Please copy out the entries below word for word, leaving the pictures out of your answer.

Saved entries:
•••••
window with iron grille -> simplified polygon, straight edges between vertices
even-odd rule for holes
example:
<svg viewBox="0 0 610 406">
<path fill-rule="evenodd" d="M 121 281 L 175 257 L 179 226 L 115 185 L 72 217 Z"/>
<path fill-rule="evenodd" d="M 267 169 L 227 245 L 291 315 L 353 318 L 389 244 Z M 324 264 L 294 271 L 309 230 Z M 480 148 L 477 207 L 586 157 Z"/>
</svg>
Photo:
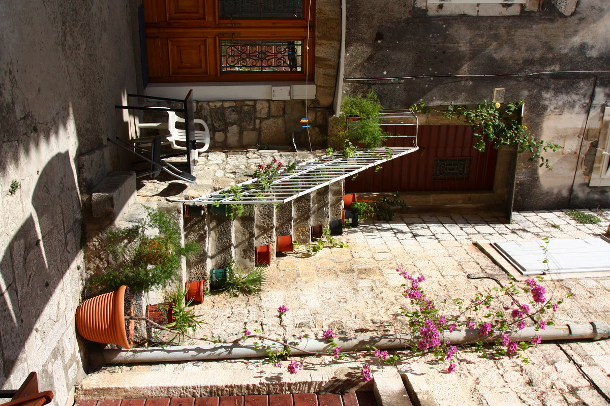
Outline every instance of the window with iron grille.
<svg viewBox="0 0 610 406">
<path fill-rule="evenodd" d="M 300 72 L 302 41 L 221 41 L 223 72 Z"/>
</svg>

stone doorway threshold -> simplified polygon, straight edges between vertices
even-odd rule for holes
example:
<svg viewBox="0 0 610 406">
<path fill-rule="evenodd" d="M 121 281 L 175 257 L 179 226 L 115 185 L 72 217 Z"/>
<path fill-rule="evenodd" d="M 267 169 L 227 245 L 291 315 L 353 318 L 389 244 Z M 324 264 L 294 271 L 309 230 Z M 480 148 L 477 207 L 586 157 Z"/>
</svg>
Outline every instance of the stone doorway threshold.
<svg viewBox="0 0 610 406">
<path fill-rule="evenodd" d="M 529 273 L 529 274 L 523 274 L 521 271 L 539 268 L 539 266 L 536 266 L 533 264 L 536 262 L 539 263 L 540 259 L 544 258 L 545 256 L 542 248 L 545 246 L 545 244 L 542 241 L 540 240 L 524 240 L 492 243 L 481 240 L 476 241 L 475 244 L 489 257 L 496 265 L 514 277 L 517 280 L 525 280 L 528 278 L 539 275 L 545 279 L 553 280 L 610 277 L 610 261 L 605 264 L 608 265 L 608 270 L 606 270 L 605 266 L 595 266 L 595 264 L 587 264 L 587 260 L 591 256 L 592 251 L 587 252 L 586 251 L 587 248 L 590 249 L 594 249 L 594 251 L 597 248 L 597 251 L 594 254 L 598 255 L 600 254 L 610 255 L 610 254 L 606 254 L 606 252 L 610 252 L 610 244 L 608 244 L 610 243 L 610 240 L 608 238 L 601 236 L 601 238 L 553 238 L 550 241 L 551 242 L 548 246 L 546 246 L 548 249 L 546 257 L 548 259 L 548 266 L 551 267 L 550 269 L 551 271 L 554 269 L 555 271 L 543 272 L 539 274 Z M 553 244 L 553 241 L 556 241 L 554 244 Z M 608 244 L 608 247 L 605 246 L 606 244 Z M 589 246 L 586 247 L 585 246 Z M 527 257 L 528 255 L 520 256 L 520 254 L 522 254 L 520 251 L 528 249 L 531 251 L 532 247 L 534 248 L 534 250 L 537 247 L 539 247 L 540 253 L 534 252 L 532 254 L 530 252 L 529 258 Z M 500 251 L 503 251 L 503 254 Z M 533 258 L 533 256 L 537 258 Z M 576 256 L 581 257 L 581 261 L 575 262 L 574 258 Z M 575 265 L 575 262 L 580 263 L 580 265 Z M 546 264 L 539 264 L 539 265 L 547 266 Z M 595 271 L 587 271 L 587 268 L 595 269 Z M 561 271 L 561 269 L 565 270 Z"/>
<path fill-rule="evenodd" d="M 378 406 L 373 392 L 76 401 L 74 406 Z"/>
</svg>

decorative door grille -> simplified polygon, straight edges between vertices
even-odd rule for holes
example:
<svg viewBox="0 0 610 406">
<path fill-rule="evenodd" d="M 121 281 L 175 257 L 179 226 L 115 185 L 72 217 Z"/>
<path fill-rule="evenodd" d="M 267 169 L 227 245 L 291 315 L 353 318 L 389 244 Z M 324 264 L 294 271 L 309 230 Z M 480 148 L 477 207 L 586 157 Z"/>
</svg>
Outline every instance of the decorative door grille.
<svg viewBox="0 0 610 406">
<path fill-rule="evenodd" d="M 301 18 L 303 0 L 220 0 L 221 18 Z"/>
<path fill-rule="evenodd" d="M 468 179 L 470 175 L 470 157 L 435 158 L 432 179 L 434 180 Z"/>
</svg>

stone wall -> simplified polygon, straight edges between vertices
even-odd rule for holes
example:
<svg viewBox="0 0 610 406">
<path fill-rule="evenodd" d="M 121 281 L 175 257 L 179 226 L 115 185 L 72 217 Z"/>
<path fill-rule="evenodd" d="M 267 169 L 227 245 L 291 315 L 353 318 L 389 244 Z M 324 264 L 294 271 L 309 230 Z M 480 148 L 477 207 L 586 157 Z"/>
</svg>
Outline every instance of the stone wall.
<svg viewBox="0 0 610 406">
<path fill-rule="evenodd" d="M 575 4 L 554 4 L 568 3 Z M 551 2 L 510 17 L 411 18 L 413 10 L 409 2 L 382 0 L 371 10 L 347 1 L 345 77 L 365 80 L 344 80 L 343 91 L 355 95 L 373 88 L 385 108 L 404 109 L 420 100 L 476 104 L 504 88 L 504 102 L 525 101 L 528 132 L 563 147 L 543 154 L 552 170 L 518 155 L 514 208 L 606 204 L 610 187 L 589 182 L 610 94 L 610 75 L 590 71 L 610 63 L 603 23 L 610 18 L 608 2 L 580 2 L 570 17 Z M 549 71 L 573 73 L 529 74 Z M 404 79 L 385 80 L 390 77 Z"/>
<path fill-rule="evenodd" d="M 132 5 L 2 4 L 0 388 L 35 371 L 58 406 L 86 367 L 74 326 L 83 202 L 111 168 L 99 147 L 127 127 L 113 106 L 137 92 Z"/>
<path fill-rule="evenodd" d="M 305 118 L 304 100 L 237 100 L 197 102 L 197 113 L 210 129 L 211 146 L 222 149 L 259 144 L 309 148 L 321 146 L 326 133 L 328 110 L 309 109 L 309 129 L 300 121 Z"/>
</svg>

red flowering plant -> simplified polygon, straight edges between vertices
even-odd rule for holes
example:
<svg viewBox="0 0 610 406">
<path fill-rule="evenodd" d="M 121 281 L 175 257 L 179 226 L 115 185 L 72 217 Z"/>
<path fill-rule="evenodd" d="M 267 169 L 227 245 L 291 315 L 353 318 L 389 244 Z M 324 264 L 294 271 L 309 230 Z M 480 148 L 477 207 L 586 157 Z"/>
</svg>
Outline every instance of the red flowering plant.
•••••
**Completed task:**
window with iron grille -> simplified polygon, straight edges between vertices
even-odd rule for holes
example:
<svg viewBox="0 0 610 406">
<path fill-rule="evenodd" d="M 121 281 L 175 257 L 179 226 L 115 185 L 72 217 Z"/>
<path fill-rule="evenodd" d="M 267 169 L 227 245 L 291 315 L 353 318 L 389 244 Z M 324 264 L 294 271 L 309 230 Z M 480 148 L 477 207 L 586 157 Z"/>
</svg>
Photo:
Outline every instance of the window with iron grille.
<svg viewBox="0 0 610 406">
<path fill-rule="evenodd" d="M 300 72 L 302 41 L 221 41 L 223 72 Z"/>
</svg>

stone doorway threshold -> simplified polygon, straight edges between vertices
even-odd rule for holes
example:
<svg viewBox="0 0 610 406">
<path fill-rule="evenodd" d="M 121 281 L 175 257 L 179 226 L 115 185 L 72 217 Z"/>
<path fill-rule="evenodd" d="M 267 169 L 227 245 L 291 315 L 353 318 L 389 244 Z M 324 264 L 294 271 L 309 230 Z M 480 148 L 477 207 L 586 157 Z"/>
</svg>
Outline every instance of the stone doorway threshold.
<svg viewBox="0 0 610 406">
<path fill-rule="evenodd" d="M 529 273 L 529 274 L 523 274 L 521 271 L 539 268 L 539 266 L 536 266 L 533 264 L 536 262 L 539 263 L 540 259 L 544 258 L 545 256 L 542 248 L 545 246 L 545 244 L 542 241 L 540 240 L 524 240 L 492 243 L 481 240 L 476 241 L 475 244 L 489 257 L 496 265 L 514 277 L 517 280 L 525 280 L 528 278 L 539 275 L 545 279 L 553 280 L 610 277 L 610 261 L 605 264 L 608 265 L 608 270 L 606 270 L 605 266 L 595 266 L 595 264 L 587 264 L 587 260 L 591 256 L 592 251 L 587 252 L 586 251 L 587 248 L 590 249 L 594 249 L 594 251 L 597 248 L 597 251 L 594 254 L 598 255 L 600 254 L 610 255 L 610 254 L 606 254 L 606 252 L 610 252 L 610 244 L 608 244 L 610 243 L 610 240 L 608 238 L 601 236 L 601 238 L 553 238 L 550 241 L 551 242 L 548 246 L 546 246 L 548 249 L 546 257 L 548 259 L 548 266 L 551 267 L 550 269 L 551 271 L 554 269 L 555 271 L 543 272 L 539 274 Z M 553 244 L 553 241 L 556 241 L 554 244 Z M 608 244 L 608 247 L 605 246 L 606 244 Z M 589 246 L 586 247 L 585 246 Z M 527 257 L 528 255 L 520 256 L 520 254 L 522 254 L 520 251 L 528 249 L 531 251 L 532 247 L 534 248 L 534 250 L 537 247 L 539 247 L 540 253 L 534 252 L 532 254 L 530 252 L 529 258 Z M 500 251 L 503 251 L 503 254 Z M 533 258 L 533 256 L 537 258 Z M 576 256 L 581 257 L 581 261 L 575 262 L 574 258 Z M 575 265 L 575 262 L 580 263 L 580 265 Z M 546 264 L 539 264 L 539 265 L 547 266 Z M 595 271 L 587 271 L 587 268 L 595 269 Z M 561 271 L 561 269 L 565 270 Z"/>
<path fill-rule="evenodd" d="M 378 406 L 373 392 L 76 401 L 74 406 Z"/>
</svg>

decorative door grille -> simplified polygon, straight edges between vertices
even-odd rule for holes
example:
<svg viewBox="0 0 610 406">
<path fill-rule="evenodd" d="M 121 281 L 175 257 L 179 226 L 115 185 L 72 217 Z"/>
<path fill-rule="evenodd" d="M 267 169 L 227 245 L 291 315 L 353 318 L 389 244 Z M 324 264 L 294 271 L 309 230 Z M 480 148 L 477 207 L 586 157 Z"/>
</svg>
Outline every instance of the decorative door grille.
<svg viewBox="0 0 610 406">
<path fill-rule="evenodd" d="M 301 18 L 303 0 L 220 0 L 221 18 Z"/>
<path fill-rule="evenodd" d="M 468 179 L 470 175 L 470 157 L 435 158 L 432 179 L 434 180 Z"/>
</svg>

stone wall -> simplified polygon, straight edges between vertices
even-odd rule for holes
example:
<svg viewBox="0 0 610 406">
<path fill-rule="evenodd" d="M 121 281 L 175 257 L 179 226 L 115 185 L 72 217 Z"/>
<path fill-rule="evenodd" d="M 267 169 L 227 245 L 291 315 L 353 318 L 389 244 Z M 324 264 L 294 271 L 309 230 Z M 480 148 L 477 207 L 586 157 Z"/>
</svg>
Outline every instance of the stone wall.
<svg viewBox="0 0 610 406">
<path fill-rule="evenodd" d="M 575 4 L 554 4 L 568 3 Z M 551 2 L 510 17 L 411 18 L 413 10 L 409 2 L 382 0 L 371 10 L 347 1 L 345 77 L 365 80 L 344 80 L 343 91 L 355 95 L 373 88 L 385 108 L 404 109 L 420 100 L 476 104 L 504 88 L 504 102 L 525 101 L 528 132 L 563 147 L 543 154 L 552 170 L 518 155 L 514 208 L 606 204 L 610 187 L 589 182 L 610 94 L 610 75 L 590 71 L 610 63 L 603 23 L 610 18 L 608 2 L 580 2 L 570 17 Z M 549 71 L 573 73 L 529 74 Z M 404 79 L 385 80 L 390 77 Z"/>
<path fill-rule="evenodd" d="M 132 5 L 2 4 L 0 388 L 35 371 L 58 406 L 86 367 L 74 326 L 83 202 L 111 168 L 99 147 L 127 127 L 113 106 L 137 92 Z"/>
<path fill-rule="evenodd" d="M 305 118 L 304 100 L 237 100 L 197 102 L 197 113 L 210 129 L 211 146 L 222 149 L 259 144 L 309 148 L 321 146 L 326 133 L 328 110 L 309 109 L 309 129 L 300 121 Z"/>
</svg>

red flowering plant -> simplified polygon, straight edges between vertices
even-odd rule for holes
example:
<svg viewBox="0 0 610 406">
<path fill-rule="evenodd" d="M 121 281 L 175 257 L 179 226 L 115 185 L 72 217 Z"/>
<path fill-rule="evenodd" d="M 267 169 L 227 245 L 291 315 L 353 318 L 389 244 Z M 324 264 L 294 271 L 309 230 Z M 480 148 L 477 207 L 586 157 Z"/>
</svg>
Outline every instance of the red flowering plant.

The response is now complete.